### Short task
Update the records from the line containing "Objective - one point per instance of the dead" through the end of the records by replacing "dead twig" with "dry twig", and give those lines again with everything else unchanged.

### Material shown
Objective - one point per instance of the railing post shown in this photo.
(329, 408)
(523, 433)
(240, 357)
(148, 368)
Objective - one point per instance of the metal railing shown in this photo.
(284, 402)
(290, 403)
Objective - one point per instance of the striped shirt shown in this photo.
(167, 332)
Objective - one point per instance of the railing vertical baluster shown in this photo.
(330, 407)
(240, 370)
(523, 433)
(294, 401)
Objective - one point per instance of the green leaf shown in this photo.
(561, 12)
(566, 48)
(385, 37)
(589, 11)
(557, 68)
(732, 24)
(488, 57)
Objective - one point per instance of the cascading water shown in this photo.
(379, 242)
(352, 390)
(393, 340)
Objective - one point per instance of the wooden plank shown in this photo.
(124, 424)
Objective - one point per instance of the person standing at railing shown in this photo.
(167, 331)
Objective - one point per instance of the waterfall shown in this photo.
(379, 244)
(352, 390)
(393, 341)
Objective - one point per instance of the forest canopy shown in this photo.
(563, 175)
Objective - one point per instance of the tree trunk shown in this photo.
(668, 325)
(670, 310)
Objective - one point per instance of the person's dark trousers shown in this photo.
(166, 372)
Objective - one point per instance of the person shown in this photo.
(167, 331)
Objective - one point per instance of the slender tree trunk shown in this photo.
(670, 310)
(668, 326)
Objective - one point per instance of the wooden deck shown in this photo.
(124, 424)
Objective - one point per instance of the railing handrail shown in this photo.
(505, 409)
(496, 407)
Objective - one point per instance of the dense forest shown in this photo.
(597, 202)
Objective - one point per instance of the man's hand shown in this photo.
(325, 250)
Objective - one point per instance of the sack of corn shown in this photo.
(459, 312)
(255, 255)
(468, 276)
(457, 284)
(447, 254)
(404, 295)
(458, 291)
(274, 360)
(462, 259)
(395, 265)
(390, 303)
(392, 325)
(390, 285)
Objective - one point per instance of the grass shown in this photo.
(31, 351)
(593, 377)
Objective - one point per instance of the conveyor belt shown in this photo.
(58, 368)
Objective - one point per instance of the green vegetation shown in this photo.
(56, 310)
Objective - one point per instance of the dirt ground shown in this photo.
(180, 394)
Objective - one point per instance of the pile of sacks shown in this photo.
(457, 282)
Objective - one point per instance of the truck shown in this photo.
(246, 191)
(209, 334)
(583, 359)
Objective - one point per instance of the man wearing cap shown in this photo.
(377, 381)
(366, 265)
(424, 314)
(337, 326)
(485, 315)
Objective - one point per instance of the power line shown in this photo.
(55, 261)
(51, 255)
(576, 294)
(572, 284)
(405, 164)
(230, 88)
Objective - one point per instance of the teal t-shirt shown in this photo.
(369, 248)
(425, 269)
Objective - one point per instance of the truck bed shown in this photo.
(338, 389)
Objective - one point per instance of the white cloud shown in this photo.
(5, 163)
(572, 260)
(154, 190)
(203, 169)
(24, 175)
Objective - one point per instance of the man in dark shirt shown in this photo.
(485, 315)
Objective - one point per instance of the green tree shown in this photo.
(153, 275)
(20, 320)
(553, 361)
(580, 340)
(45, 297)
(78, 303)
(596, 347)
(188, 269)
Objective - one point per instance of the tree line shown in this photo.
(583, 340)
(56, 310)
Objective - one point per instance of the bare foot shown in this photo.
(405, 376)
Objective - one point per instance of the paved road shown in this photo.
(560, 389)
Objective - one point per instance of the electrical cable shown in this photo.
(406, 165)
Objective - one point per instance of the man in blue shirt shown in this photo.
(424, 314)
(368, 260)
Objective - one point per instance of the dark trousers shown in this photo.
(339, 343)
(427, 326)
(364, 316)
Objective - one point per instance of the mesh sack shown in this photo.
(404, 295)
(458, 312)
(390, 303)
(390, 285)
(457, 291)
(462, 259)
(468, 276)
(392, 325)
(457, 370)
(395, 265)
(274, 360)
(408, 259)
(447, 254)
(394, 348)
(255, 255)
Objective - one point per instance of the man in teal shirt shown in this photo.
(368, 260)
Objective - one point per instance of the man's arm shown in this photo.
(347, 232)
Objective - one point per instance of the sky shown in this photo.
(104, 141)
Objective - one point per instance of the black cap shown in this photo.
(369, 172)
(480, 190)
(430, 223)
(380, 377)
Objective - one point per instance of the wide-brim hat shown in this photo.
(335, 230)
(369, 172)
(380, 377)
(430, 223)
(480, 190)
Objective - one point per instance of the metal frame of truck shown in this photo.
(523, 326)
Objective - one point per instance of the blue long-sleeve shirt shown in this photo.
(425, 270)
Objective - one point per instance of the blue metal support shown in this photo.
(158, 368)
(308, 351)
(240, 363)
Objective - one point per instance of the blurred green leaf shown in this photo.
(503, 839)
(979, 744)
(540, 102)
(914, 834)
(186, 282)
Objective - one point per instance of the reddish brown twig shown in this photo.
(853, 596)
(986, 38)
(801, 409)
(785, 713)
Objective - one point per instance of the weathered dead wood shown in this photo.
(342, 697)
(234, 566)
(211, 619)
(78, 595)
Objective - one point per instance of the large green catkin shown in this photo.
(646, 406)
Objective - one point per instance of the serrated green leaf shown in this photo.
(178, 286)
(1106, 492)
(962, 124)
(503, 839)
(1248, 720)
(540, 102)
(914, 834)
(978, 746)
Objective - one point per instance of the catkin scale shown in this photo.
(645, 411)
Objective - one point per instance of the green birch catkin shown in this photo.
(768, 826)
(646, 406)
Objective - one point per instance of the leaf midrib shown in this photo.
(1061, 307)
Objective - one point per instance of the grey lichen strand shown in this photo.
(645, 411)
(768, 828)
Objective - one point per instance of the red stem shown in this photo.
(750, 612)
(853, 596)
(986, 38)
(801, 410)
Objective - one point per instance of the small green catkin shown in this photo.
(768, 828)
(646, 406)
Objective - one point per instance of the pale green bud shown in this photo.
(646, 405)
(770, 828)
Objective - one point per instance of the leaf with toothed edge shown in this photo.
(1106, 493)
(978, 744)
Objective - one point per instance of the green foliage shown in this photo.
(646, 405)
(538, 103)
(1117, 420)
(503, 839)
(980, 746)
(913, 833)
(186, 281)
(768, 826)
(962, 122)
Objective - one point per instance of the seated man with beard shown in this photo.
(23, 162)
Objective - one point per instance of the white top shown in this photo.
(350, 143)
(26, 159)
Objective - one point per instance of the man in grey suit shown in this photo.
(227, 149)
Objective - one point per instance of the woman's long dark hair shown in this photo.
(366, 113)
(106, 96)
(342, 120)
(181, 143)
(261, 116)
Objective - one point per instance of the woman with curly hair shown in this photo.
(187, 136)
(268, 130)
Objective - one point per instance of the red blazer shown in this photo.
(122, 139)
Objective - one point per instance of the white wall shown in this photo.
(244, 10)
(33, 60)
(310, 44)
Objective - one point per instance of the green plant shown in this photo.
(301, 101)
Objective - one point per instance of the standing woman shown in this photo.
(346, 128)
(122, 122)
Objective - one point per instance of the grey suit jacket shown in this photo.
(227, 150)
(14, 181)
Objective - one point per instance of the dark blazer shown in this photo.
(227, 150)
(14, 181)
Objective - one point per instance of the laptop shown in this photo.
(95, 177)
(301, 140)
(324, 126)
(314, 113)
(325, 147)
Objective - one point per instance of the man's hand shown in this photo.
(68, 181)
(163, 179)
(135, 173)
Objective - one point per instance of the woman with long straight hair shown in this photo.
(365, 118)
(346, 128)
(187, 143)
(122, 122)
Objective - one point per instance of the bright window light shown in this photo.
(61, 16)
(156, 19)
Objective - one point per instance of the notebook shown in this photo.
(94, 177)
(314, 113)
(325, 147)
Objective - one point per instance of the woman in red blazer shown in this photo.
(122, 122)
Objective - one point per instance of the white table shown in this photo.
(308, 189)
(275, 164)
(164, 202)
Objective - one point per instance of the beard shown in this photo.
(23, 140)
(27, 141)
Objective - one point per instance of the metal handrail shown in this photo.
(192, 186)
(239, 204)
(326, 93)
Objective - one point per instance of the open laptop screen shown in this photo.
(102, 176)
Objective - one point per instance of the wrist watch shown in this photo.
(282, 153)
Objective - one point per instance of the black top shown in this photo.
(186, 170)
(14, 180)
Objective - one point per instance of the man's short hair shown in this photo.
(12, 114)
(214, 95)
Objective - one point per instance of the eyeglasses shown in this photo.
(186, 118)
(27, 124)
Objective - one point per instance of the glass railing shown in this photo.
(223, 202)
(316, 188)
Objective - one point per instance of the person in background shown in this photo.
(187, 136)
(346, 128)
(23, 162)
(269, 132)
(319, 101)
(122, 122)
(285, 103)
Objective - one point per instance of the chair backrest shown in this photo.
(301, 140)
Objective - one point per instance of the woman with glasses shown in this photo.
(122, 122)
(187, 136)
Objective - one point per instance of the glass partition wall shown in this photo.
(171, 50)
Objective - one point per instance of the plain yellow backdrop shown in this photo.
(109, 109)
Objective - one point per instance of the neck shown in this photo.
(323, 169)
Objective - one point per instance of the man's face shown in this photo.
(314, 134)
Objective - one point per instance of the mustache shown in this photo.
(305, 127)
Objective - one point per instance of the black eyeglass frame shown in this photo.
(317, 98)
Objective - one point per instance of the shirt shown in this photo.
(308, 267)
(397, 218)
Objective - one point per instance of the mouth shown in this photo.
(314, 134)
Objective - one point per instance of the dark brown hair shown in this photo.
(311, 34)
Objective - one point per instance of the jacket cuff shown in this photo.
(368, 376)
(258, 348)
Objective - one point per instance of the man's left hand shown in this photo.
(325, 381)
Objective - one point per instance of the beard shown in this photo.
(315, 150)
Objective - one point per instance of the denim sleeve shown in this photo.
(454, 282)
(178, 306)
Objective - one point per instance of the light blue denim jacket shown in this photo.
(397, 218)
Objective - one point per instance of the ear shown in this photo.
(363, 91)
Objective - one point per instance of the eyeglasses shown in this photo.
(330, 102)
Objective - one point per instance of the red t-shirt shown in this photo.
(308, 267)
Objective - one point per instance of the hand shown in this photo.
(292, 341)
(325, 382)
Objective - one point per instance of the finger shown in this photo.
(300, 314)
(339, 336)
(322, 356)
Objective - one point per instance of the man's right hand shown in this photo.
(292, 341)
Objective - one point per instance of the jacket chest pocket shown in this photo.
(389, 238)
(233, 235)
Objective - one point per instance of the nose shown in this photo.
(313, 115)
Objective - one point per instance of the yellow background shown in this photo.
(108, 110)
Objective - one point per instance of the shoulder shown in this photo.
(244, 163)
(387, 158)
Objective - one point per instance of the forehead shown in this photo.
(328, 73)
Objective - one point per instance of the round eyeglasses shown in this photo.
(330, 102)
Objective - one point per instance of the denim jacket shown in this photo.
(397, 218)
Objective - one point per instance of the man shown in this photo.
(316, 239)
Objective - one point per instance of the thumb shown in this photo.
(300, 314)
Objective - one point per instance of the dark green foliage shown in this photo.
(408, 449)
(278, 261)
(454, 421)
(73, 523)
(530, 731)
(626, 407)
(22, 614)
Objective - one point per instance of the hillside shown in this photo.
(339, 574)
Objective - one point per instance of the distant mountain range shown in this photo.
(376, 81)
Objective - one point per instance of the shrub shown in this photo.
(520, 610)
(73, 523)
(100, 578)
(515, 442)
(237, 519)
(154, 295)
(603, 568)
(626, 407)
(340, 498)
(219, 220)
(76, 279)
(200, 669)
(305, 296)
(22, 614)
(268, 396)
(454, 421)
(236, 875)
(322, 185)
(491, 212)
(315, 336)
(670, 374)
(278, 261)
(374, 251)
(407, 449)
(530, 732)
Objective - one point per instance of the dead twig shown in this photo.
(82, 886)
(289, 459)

### Reply to the exercise
Objective - one point per instance of the dry twig shown in this photo.
(82, 886)
(289, 459)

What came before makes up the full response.